SET EXERCISE -
Beginning with the line where "the form (234,48)." appears, repeat every remaining line of the entries exactly, the last line included.

>> BEGIN SOURCE DATA

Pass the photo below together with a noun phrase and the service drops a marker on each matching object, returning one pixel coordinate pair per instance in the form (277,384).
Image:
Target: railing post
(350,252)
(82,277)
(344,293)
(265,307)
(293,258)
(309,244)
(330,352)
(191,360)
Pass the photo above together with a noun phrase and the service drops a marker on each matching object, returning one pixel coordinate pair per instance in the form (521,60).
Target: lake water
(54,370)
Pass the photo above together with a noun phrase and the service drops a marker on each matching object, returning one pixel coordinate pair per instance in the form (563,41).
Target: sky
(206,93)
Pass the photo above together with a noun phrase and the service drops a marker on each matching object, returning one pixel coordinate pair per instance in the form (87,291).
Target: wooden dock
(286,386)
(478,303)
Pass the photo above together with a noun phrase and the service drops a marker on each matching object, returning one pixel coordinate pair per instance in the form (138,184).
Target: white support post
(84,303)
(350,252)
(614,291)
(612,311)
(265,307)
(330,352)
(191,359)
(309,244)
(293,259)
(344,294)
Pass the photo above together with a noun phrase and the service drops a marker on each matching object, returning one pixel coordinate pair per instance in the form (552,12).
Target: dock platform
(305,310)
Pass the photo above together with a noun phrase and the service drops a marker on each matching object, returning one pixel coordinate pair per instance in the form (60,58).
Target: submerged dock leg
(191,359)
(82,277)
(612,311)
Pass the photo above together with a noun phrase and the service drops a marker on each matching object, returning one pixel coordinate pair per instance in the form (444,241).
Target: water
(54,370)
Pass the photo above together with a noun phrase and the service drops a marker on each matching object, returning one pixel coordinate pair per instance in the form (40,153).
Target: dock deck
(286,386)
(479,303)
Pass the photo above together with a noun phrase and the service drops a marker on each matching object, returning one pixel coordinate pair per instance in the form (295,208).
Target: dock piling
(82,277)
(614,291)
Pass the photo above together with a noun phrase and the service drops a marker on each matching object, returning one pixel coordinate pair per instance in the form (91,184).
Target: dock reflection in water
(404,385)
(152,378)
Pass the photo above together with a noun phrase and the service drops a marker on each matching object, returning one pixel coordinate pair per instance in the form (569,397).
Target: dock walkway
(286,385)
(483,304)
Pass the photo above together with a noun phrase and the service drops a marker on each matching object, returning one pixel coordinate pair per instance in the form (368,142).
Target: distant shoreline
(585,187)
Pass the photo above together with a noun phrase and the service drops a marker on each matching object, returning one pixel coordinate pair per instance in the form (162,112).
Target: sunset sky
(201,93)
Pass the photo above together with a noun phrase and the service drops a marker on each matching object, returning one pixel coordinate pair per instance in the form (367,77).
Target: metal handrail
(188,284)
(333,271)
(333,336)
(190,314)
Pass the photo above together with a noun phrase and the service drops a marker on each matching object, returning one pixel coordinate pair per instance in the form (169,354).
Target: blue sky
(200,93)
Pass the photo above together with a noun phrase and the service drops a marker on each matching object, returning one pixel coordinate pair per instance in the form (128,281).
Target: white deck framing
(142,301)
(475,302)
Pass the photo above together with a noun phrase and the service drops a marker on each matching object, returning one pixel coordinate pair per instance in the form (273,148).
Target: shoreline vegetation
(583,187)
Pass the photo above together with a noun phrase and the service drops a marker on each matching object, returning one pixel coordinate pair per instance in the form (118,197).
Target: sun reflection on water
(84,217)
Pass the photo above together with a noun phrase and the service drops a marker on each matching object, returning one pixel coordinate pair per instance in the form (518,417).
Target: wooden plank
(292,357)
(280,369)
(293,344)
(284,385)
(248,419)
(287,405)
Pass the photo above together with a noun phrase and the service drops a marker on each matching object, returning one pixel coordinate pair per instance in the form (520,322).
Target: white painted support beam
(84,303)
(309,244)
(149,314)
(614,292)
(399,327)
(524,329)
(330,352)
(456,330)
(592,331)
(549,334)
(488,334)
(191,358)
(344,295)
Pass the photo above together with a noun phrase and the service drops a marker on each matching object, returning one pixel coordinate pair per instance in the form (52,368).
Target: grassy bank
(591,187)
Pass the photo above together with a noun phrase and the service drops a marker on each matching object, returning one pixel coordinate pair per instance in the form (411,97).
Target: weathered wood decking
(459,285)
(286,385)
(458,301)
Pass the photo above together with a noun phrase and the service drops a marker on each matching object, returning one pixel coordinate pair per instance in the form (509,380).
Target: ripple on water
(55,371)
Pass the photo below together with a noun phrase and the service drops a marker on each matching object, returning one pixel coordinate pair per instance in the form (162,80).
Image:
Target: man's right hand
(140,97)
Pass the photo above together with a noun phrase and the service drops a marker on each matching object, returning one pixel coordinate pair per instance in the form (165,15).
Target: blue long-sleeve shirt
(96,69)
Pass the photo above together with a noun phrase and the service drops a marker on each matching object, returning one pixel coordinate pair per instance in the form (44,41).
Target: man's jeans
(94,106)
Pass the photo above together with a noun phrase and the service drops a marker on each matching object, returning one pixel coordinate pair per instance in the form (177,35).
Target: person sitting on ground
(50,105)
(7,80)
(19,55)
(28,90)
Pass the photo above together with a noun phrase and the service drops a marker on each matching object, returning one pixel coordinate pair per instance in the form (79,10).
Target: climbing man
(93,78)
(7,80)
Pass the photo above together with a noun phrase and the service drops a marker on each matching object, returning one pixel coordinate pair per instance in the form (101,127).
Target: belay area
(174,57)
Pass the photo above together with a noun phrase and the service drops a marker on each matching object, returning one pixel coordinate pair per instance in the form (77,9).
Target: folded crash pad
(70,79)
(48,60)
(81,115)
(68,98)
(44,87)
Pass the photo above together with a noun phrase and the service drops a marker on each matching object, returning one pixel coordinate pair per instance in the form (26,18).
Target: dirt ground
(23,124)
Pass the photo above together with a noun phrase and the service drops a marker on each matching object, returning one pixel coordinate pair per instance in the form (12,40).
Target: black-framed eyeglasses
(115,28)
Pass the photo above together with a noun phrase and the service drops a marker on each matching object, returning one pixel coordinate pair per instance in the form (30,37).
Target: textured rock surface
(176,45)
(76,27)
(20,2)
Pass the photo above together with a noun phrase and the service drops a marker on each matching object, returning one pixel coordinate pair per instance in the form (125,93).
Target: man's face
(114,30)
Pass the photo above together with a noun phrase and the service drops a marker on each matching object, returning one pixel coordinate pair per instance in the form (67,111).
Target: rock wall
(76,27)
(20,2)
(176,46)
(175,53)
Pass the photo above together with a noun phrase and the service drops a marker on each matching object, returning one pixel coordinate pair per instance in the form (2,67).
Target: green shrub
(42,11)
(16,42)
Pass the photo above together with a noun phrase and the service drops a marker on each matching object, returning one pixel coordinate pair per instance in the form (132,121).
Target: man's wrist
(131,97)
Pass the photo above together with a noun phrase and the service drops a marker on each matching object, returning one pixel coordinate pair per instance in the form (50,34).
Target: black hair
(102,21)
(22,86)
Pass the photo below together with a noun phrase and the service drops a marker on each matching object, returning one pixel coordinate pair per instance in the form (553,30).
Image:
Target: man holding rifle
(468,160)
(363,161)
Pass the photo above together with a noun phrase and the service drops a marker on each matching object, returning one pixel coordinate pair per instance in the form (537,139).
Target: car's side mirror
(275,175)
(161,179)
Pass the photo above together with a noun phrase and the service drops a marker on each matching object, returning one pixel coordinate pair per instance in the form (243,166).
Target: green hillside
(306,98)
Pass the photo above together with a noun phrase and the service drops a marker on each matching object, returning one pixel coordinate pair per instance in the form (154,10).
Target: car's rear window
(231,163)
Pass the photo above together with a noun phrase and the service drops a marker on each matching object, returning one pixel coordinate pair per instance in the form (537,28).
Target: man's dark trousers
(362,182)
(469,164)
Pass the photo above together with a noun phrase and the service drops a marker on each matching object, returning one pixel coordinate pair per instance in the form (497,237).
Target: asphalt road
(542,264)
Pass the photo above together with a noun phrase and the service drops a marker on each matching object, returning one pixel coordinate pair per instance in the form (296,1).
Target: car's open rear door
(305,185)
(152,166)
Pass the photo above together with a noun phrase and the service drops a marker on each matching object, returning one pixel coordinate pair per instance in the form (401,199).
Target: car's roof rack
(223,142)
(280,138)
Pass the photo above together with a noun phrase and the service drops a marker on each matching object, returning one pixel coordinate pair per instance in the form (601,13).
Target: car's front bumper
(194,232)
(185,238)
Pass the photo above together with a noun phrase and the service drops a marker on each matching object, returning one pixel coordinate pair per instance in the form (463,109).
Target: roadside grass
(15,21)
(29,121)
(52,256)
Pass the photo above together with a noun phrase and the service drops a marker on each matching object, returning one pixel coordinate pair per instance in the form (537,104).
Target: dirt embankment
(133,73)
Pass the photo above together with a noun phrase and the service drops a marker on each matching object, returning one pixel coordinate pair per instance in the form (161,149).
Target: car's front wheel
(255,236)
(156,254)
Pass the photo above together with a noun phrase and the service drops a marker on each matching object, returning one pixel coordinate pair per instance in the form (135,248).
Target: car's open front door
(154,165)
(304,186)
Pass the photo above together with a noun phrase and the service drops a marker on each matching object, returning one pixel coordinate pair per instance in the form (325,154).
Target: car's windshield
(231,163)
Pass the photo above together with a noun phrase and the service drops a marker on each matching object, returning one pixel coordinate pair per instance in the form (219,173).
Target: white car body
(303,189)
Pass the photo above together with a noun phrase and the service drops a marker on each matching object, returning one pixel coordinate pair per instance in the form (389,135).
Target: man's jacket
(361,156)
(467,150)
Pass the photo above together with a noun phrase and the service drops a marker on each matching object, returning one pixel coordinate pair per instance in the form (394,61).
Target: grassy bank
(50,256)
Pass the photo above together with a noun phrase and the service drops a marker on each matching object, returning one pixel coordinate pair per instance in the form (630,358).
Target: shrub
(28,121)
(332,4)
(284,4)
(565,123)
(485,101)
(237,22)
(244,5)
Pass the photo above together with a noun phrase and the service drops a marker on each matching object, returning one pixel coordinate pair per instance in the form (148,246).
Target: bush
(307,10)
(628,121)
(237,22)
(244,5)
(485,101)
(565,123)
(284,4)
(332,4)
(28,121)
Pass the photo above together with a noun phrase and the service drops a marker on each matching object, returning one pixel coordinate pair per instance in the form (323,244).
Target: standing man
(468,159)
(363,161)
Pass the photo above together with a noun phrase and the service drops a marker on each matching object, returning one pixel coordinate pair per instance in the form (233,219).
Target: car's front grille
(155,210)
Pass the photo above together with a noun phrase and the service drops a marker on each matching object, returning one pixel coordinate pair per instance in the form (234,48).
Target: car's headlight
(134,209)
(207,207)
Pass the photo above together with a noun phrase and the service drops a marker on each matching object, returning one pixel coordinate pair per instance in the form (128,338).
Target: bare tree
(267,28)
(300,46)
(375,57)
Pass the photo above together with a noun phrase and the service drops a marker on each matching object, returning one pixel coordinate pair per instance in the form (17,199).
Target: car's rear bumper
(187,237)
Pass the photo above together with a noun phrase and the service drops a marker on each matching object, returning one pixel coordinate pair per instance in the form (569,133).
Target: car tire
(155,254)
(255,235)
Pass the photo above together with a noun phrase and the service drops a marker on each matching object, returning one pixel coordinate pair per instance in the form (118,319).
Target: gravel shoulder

>> END SOURCE DATA

ANSWER TO THE PROBLEM -
Pass the photo above together with a noun phrase and the service drops a marker on each matching object, returning one pixel coordinate pair per instance in the form (234,48).
Target: car's headlight
(134,209)
(207,207)
Pass the photo above together with a noun phrase and the service drops a marker on each matching object, returning one pixel coordinate pair per instance in the form (128,338).
Target: bare tree
(267,28)
(300,46)
(375,57)
Pass the photo above together with a noun phrase and the service drops a marker on each matching object, returning one pixel coordinate pair per instance in the form (17,199).
Target: car's rear bumper
(187,237)
Pass the photo above together with a noun phrase and the service drops a marker on each matching object, returning one pixel coordinate pair per instance in the form (569,133).
Target: car tire
(155,254)
(255,235)
Pass the photo above together with a noun phrase and the service drops a marker on each matching object, returning one pixel coordinate pair per instance in the form (118,319).
Target: gravel shoulder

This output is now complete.